**Material to process:**
....

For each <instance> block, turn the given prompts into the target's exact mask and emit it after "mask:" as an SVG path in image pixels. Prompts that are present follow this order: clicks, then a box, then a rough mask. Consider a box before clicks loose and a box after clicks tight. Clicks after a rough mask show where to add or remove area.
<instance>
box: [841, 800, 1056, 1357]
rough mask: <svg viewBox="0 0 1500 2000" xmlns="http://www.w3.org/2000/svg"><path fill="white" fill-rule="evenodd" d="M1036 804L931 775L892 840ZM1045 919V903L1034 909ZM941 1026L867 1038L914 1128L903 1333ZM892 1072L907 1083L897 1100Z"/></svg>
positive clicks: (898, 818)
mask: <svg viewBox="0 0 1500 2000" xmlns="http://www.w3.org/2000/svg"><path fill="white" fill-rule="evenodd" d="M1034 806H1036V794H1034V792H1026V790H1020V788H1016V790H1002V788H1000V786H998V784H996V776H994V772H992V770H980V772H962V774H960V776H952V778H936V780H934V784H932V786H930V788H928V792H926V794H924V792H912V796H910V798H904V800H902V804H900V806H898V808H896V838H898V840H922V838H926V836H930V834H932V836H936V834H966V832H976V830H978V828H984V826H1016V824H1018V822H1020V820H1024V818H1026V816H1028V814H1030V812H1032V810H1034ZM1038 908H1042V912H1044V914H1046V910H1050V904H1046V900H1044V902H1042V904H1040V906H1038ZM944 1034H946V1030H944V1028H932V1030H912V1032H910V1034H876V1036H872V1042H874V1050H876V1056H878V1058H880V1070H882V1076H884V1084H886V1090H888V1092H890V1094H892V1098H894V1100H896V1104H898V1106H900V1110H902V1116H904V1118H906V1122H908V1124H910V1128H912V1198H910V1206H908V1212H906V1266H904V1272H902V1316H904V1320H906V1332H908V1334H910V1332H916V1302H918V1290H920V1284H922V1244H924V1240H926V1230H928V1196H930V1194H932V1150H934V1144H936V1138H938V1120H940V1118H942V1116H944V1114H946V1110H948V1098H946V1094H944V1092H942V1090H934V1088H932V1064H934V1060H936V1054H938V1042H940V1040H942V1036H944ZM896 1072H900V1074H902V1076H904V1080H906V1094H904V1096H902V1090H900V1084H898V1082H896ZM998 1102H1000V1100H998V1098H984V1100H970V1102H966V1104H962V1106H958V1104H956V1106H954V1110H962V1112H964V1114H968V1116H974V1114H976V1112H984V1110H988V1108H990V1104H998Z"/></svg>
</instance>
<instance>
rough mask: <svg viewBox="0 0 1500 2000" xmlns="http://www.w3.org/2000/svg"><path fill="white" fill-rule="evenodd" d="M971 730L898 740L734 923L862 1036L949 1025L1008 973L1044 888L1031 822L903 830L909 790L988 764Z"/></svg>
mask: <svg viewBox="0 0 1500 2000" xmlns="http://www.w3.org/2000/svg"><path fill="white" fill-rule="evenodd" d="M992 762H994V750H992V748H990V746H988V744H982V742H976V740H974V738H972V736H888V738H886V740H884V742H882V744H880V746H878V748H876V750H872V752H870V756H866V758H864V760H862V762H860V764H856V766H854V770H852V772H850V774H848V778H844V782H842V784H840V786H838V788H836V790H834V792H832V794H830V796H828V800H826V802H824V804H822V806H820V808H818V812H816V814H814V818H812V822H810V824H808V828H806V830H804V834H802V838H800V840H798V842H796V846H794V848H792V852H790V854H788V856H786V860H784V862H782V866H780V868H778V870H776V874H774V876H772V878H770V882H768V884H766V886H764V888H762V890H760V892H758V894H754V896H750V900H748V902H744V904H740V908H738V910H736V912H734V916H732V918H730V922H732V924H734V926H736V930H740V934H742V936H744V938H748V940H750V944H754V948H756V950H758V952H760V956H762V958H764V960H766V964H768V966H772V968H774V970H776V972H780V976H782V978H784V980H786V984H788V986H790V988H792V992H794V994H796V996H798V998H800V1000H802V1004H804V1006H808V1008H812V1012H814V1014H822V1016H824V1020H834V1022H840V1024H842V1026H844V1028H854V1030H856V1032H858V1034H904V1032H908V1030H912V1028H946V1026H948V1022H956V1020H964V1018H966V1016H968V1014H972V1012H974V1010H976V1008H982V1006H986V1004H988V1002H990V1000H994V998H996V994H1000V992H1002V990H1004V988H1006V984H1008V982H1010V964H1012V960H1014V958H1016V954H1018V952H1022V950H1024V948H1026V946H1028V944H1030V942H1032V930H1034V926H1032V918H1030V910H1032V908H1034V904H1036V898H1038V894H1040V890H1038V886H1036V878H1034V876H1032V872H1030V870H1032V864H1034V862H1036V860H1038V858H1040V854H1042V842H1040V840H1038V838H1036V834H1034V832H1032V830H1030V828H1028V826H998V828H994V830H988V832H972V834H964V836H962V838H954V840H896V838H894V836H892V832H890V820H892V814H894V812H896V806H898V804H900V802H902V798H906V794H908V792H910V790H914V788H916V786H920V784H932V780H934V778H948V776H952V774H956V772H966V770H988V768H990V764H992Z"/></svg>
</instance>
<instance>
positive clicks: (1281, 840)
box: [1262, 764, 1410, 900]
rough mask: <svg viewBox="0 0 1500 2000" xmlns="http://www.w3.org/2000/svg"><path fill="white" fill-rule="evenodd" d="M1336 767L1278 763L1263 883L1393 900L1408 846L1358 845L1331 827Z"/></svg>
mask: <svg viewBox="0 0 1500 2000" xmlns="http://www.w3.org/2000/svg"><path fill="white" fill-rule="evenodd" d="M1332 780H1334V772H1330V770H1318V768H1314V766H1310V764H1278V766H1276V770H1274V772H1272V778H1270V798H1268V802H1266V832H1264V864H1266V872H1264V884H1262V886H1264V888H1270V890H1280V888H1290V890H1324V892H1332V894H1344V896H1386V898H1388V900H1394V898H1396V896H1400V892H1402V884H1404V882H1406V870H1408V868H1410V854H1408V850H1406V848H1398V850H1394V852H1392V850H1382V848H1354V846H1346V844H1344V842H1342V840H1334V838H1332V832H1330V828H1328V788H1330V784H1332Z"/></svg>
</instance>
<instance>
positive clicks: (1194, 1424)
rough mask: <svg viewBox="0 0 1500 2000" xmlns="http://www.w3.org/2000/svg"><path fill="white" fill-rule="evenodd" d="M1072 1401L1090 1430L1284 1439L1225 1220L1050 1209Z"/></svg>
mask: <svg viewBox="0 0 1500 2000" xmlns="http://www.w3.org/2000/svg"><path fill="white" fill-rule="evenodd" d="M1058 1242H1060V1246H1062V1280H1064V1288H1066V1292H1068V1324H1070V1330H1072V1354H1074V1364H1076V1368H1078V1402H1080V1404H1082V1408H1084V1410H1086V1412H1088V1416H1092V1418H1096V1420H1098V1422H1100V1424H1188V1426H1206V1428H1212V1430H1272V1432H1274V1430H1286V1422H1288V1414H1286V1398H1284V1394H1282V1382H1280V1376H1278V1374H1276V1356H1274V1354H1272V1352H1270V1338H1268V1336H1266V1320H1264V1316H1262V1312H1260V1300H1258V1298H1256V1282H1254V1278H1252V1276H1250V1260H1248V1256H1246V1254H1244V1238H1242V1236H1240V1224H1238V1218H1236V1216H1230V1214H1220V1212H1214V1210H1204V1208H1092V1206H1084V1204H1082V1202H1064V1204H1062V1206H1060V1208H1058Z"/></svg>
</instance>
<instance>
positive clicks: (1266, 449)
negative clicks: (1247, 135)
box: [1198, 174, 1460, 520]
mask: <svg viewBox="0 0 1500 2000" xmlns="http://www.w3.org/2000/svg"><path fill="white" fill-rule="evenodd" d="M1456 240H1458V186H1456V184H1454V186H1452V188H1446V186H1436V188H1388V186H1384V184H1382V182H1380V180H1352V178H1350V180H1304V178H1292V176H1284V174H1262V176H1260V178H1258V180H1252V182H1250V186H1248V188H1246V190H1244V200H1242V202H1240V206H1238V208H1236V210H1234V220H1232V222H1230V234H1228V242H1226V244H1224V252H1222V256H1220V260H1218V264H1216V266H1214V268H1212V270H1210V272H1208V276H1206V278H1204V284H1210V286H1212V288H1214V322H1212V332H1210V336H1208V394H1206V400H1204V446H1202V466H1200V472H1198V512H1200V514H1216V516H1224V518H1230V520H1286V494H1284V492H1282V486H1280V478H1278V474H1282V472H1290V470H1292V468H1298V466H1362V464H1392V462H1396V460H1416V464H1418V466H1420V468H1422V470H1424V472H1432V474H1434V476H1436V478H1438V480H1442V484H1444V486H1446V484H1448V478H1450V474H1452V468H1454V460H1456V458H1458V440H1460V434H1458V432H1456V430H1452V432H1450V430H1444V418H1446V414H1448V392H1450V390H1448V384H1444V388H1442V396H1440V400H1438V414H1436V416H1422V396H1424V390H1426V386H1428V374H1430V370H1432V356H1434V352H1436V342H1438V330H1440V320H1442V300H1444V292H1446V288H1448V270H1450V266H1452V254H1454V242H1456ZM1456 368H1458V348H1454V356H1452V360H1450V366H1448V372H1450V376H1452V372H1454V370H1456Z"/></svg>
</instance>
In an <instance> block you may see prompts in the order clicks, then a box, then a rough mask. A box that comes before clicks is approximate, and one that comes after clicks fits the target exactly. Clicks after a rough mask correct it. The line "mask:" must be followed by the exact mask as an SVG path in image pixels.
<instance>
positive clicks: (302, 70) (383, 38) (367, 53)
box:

....

**Instructions for the task:** Tell how many lines above include "before", and add no other text.

**Exercise result:** 2